▸ Exercise requirements: Every line below that holds the string "coral" must be copied.

Start of Records shown

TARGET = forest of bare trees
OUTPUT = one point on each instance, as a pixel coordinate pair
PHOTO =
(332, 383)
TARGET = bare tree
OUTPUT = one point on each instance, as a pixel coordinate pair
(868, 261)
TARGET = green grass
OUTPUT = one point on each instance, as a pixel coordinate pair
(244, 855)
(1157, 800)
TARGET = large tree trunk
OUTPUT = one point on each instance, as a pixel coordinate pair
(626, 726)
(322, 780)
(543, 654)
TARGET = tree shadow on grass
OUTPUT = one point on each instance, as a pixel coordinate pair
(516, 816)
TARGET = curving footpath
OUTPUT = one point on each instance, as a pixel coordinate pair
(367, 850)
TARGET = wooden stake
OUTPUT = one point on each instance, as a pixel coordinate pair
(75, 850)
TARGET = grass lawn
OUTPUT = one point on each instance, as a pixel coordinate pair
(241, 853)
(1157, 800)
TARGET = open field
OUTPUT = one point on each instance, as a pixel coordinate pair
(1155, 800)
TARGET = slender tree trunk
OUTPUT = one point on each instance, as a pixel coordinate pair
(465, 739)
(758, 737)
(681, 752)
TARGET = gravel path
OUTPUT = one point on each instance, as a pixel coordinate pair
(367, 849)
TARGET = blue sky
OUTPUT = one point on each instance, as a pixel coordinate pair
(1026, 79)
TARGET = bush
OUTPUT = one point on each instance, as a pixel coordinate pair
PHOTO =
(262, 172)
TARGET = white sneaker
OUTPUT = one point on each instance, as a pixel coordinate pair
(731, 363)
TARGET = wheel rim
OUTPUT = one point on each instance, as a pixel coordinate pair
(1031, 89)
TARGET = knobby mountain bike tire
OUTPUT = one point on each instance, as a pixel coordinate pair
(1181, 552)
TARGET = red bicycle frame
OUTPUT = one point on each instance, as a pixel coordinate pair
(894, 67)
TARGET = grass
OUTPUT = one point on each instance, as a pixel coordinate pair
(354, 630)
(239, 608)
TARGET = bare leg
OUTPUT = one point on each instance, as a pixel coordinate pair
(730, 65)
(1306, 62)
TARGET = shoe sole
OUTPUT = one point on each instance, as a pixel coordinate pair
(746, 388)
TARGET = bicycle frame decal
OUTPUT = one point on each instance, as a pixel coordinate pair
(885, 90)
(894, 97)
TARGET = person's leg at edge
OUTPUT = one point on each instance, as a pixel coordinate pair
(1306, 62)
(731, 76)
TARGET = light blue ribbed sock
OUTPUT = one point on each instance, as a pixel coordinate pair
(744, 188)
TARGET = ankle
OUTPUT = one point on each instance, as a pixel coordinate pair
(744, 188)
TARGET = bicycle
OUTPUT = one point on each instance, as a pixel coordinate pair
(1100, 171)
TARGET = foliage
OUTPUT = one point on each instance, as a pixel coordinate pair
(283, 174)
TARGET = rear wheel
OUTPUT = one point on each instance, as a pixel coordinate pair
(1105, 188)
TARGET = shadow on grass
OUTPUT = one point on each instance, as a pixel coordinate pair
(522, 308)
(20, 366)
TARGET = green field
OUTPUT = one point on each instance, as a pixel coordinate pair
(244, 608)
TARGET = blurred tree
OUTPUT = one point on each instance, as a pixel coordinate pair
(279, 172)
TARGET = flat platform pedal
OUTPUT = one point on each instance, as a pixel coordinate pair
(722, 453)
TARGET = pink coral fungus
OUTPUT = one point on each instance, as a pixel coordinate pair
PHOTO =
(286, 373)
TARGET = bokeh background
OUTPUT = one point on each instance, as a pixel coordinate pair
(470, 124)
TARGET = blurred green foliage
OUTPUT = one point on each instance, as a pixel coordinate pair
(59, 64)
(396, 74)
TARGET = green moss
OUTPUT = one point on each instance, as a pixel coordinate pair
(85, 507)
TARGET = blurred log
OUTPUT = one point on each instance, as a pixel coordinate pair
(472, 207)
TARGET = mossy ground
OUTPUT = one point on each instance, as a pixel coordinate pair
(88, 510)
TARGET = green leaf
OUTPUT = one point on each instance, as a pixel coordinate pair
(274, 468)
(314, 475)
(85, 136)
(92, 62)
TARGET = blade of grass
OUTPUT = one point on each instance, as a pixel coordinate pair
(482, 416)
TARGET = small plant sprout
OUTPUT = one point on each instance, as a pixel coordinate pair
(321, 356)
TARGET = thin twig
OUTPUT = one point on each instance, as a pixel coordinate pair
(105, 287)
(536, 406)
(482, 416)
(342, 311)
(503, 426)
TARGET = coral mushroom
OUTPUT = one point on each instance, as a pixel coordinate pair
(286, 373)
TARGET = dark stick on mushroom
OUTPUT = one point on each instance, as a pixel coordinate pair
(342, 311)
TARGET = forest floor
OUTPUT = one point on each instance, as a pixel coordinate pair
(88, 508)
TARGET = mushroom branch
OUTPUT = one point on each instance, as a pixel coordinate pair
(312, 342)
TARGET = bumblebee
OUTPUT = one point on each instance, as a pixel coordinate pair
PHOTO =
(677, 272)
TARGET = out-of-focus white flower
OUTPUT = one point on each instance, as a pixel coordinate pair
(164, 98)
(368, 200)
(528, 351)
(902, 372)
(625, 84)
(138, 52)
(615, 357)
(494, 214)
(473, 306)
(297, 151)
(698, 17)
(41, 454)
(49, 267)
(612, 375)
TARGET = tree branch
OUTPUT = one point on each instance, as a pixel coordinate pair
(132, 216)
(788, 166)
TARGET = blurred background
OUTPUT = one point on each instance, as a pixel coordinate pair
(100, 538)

End of Records shown

▸ Answer to the problem:
TARGET = pink coral fungus
TARGET = coral mushroom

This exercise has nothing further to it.